* [READING TEXT]
───

Flat-Earth Thinking in Our Time

by Carolyn Chase

 

DeI'm fed up with big-airport boosterism. Study after study after study has piled up on putting a new international airport in the San Diego region. These studies provide easy targets for "Golden Fleece" awards from the San Diego County Taxpayer's Association.

    They all tout the benefits and dismiss the costs. It's taken as an article of faith in political circles in this region that more runways, wherever we could possibly put them, are necessary. It then moves quickly to a war over where, without visiting many complex and critical related issues. No one seems to have considered that by examining the other issues, the Gordian knot of where could actually be untied.

    The optimistically-named Regional Government Efficiency Commission recommended that a new Airport Authority be created and filled with political appointees - without needing to be accountable to the voting public. This authoritarian response is deemed a necessary means of bypassing the messy and inconvenient election process associated with democracy. Assemblyman Howard Wayne has jumped on with late-session legislation to ram through a new Authority -- without the required ballot approval that was promised as part of the RGEC process.

    Inquiring minds want to know: where's the vision?

    Both innovative visions of airports and their impacts are discussed in a "must read" article for San Diegans, in the July/August 2001 issue of Worldwatch magazine and reprinted in the September issue of sdearthtimes.com.

    "Airports and Cities: Can They Coexist" by Ed Ayres explains many aspects of flat-earth thinking that shape airport planning and politics today. His pithy examples inform and inspire.

    "A flat runway forces the 425-ton jet that is landing on it to throw its engines into reverse and burn a huge amount of fuel to come to a stop. Imagine, instead, a landing strip that is slightly inclined - so that as the plane touches down it decelerates by rolling up a 2- to 3- percent grade…. Building the inclined runway like an elongated highway overpass, with the terminal underneath it, would eliminate miles of taxiways and cut down on the airport's use of land, as well as of fuel. This adds up quickly, because a typical major airport accommodates around 1,000 flight a day - meaning a potential daily saving of close to 1 million gallons of fuel… there would also be a substantial reduction of noise."

    The article reveals the appalling lack of "smart growth" thinking when it comes to airports, noting that "airports consume land, energy and dumping capacity at rates rarely equaled anywhere else." With better design, a "whole airport could be built on one-third the land, at one-half the cost, with lower operating costs, and a cleaner environment - which also means the airlines and other airport-related businesses could operate a lot more profitably."

───

* [EXTRACTED MATERIAL]
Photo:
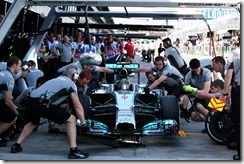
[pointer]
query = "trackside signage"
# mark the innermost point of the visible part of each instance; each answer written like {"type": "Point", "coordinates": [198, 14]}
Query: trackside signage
{"type": "Point", "coordinates": [216, 13]}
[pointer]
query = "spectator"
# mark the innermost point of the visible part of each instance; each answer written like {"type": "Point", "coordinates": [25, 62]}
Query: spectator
{"type": "Point", "coordinates": [34, 74]}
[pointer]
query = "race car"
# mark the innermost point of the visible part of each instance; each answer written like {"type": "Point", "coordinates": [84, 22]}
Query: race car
{"type": "Point", "coordinates": [123, 109]}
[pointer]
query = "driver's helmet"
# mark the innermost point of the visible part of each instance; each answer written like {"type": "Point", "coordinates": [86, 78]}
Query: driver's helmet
{"type": "Point", "coordinates": [123, 73]}
{"type": "Point", "coordinates": [123, 84]}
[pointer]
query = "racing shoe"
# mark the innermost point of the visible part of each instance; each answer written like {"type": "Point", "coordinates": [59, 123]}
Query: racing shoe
{"type": "Point", "coordinates": [77, 154]}
{"type": "Point", "coordinates": [3, 142]}
{"type": "Point", "coordinates": [16, 148]}
{"type": "Point", "coordinates": [53, 130]}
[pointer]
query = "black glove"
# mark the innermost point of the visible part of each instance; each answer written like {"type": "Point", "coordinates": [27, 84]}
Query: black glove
{"type": "Point", "coordinates": [84, 128]}
{"type": "Point", "coordinates": [147, 90]}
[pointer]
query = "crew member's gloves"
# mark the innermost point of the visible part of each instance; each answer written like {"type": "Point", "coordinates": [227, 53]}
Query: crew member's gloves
{"type": "Point", "coordinates": [147, 90]}
{"type": "Point", "coordinates": [84, 128]}
{"type": "Point", "coordinates": [20, 118]}
{"type": "Point", "coordinates": [190, 90]}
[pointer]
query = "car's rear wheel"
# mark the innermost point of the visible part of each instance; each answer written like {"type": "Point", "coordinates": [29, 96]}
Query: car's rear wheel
{"type": "Point", "coordinates": [170, 108]}
{"type": "Point", "coordinates": [219, 126]}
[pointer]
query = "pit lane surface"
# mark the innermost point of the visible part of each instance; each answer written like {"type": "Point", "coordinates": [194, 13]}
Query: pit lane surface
{"type": "Point", "coordinates": [190, 144]}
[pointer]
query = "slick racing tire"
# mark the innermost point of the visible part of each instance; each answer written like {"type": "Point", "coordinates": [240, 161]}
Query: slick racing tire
{"type": "Point", "coordinates": [170, 108]}
{"type": "Point", "coordinates": [218, 126]}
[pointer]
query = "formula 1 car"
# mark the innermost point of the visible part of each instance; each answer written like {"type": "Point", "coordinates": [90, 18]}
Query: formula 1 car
{"type": "Point", "coordinates": [122, 110]}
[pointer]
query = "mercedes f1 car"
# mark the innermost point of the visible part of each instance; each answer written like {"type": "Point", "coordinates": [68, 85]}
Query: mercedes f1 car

───

* [TASK PROMPT] Continue the essay on flat-earth thinking in airport planning from its last sentence above.

* [EXERCISE OUTPUT]
    They also note that "the problem is that no one is in charge of the airport system … airport administrations have become worlds unto themselves - quasi-independent, and fully accountable to no one."

    Where have San Diegans heard this before? The discussions swirling around regionalism come to mind. There's lots of government, lots of taxes, lots of politicians... but no integrated plan and limited connectivity and accountability.

    Instead of pursuing such a plan, as also recommended by RGEC, Wayne has chosen to attempt to perpetuate the past paradigm of powerbrokers pursuing a political fix instead of engaging in the necessary political debate. It's a great disappointment that he has, so far, missed the chance to move the issues themselves forward.

    The article's most important point is about the kind of out-dated sprawl-thinking that's being used to approach new airport capacity.

    Airport thinking is firmly lodged in the past, echoing "the 19th century notion that the way to get rid of any kind of congestion - whether of people, traffic, or waste - is simply to remove to a more open space…. But looking only at the profitability of new tracts, versus the redesign of cities, we missed the costs of destroying habitat, paving over farmland, increasing energy consumption and so on… it's an escalation of sprawl.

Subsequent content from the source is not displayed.